● Material for the task
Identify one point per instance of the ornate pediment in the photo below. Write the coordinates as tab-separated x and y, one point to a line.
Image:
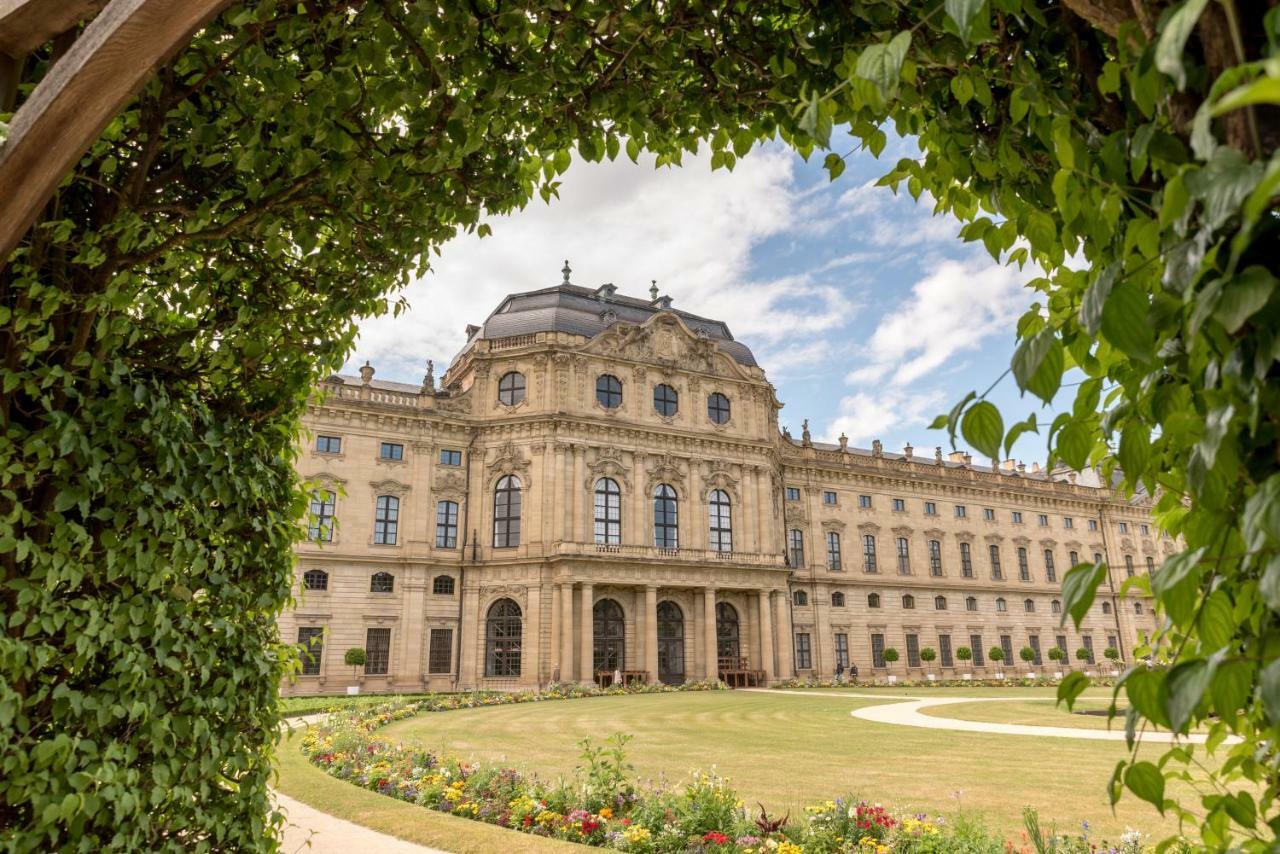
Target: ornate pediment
608	464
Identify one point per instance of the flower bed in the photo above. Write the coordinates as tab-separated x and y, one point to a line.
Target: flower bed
604	807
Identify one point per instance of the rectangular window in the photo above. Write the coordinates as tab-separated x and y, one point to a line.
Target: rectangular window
796	546
439	658
447	524
804	657
833	551
976	648
311	648
378	651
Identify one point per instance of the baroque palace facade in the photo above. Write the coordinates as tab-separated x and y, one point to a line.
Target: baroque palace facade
599	485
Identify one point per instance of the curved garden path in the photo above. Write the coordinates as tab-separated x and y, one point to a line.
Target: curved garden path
908	711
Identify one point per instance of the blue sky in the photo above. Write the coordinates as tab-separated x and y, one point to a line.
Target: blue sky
865	310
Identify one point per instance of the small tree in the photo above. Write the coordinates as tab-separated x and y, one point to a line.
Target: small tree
356	658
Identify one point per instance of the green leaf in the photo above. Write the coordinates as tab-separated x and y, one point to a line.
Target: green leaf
1038	364
961	13
1079	588
1173	40
983	428
1144	780
882	64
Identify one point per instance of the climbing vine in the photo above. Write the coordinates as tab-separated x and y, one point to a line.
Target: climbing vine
288	172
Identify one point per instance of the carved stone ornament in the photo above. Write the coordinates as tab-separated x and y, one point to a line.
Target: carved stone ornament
389	488
608	464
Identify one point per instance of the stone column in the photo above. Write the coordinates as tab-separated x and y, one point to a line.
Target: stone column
786	643
766	635
650	633
585	667
566	613
711	666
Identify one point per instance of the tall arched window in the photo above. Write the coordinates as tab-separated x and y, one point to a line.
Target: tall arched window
506	512
666	517
721	521
385	520
511	388
608	512
608	633
502	634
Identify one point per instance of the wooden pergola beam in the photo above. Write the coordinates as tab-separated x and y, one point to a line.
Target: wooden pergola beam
109	63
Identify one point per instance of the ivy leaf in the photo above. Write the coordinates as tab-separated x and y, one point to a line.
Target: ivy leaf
983	428
1038	364
1079	588
1173	40
882	64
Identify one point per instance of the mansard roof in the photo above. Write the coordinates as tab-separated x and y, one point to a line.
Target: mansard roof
583	311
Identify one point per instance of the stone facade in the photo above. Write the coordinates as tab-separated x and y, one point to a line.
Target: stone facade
428	556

● Work request
Reproduce the opening lines of the material above exactly, ending with the line that contains "Identify one point per instance of the stone column". Omit every picture.

● Response to the exercise
Identify one point per instance of the ornate pediment in the photo below. Write the coordinates as tab-separated x and y, one point to a line.
Image:
Target: ornate pediment
608	464
Identify one point per instance of the flower bed in the photo above. Write the coordinates as tab-separated x and y, one point to a line.
Target: flower bed
604	807
Identify one point per instance of the rectangular window in the photo above. Write the coordinates as tab-separated x and y, one point to a line.
Target: rectangular window
796	546
439	658
447	524
804	657
833	551
976	648
311	648
378	651
Identify one point per instance of the baroque palace facade in the photo above. Write the coordinates as tab-separated x and y, one point to a line.
Target: baroque palace facade
599	485
Identify one point per instance of the curved garden path in the photo above. Write the coordinates as tab-separated x and y, one point to a line.
Target: curved garden path
908	711
Identify one point per instance of the blue sky in the photo above. Write the coordinates as tab-separated x and y, one point to a line.
Target: blue sky
865	310
Identify one point per instance of the small tree in the photo above. Write the coordinates as tab-separated x and y, one point to a line.
Target: small tree
356	658
Identify one point per instance of the green leaf in the photo above. Write the coordinates as tab-separated x and y, one point to a line.
Target: green leaf
1038	364
961	13
1079	588
1173	40
983	428
1144	780
882	64
Identify one point per instance of the climbing vine in the photo above. Write the coordinates as tab-separated x and y, one point to a line.
Target: climbing vine
288	172
Identify one point per instance of the carved stone ornament in the photo above. Write the coordinates as tab-separated x and y, one point to a line.
Target: carved stone ornament
389	488
608	464
Identify one point per instance of the stone column in the photo above. Write the coordinates as tab-separated x and y, one point to a line.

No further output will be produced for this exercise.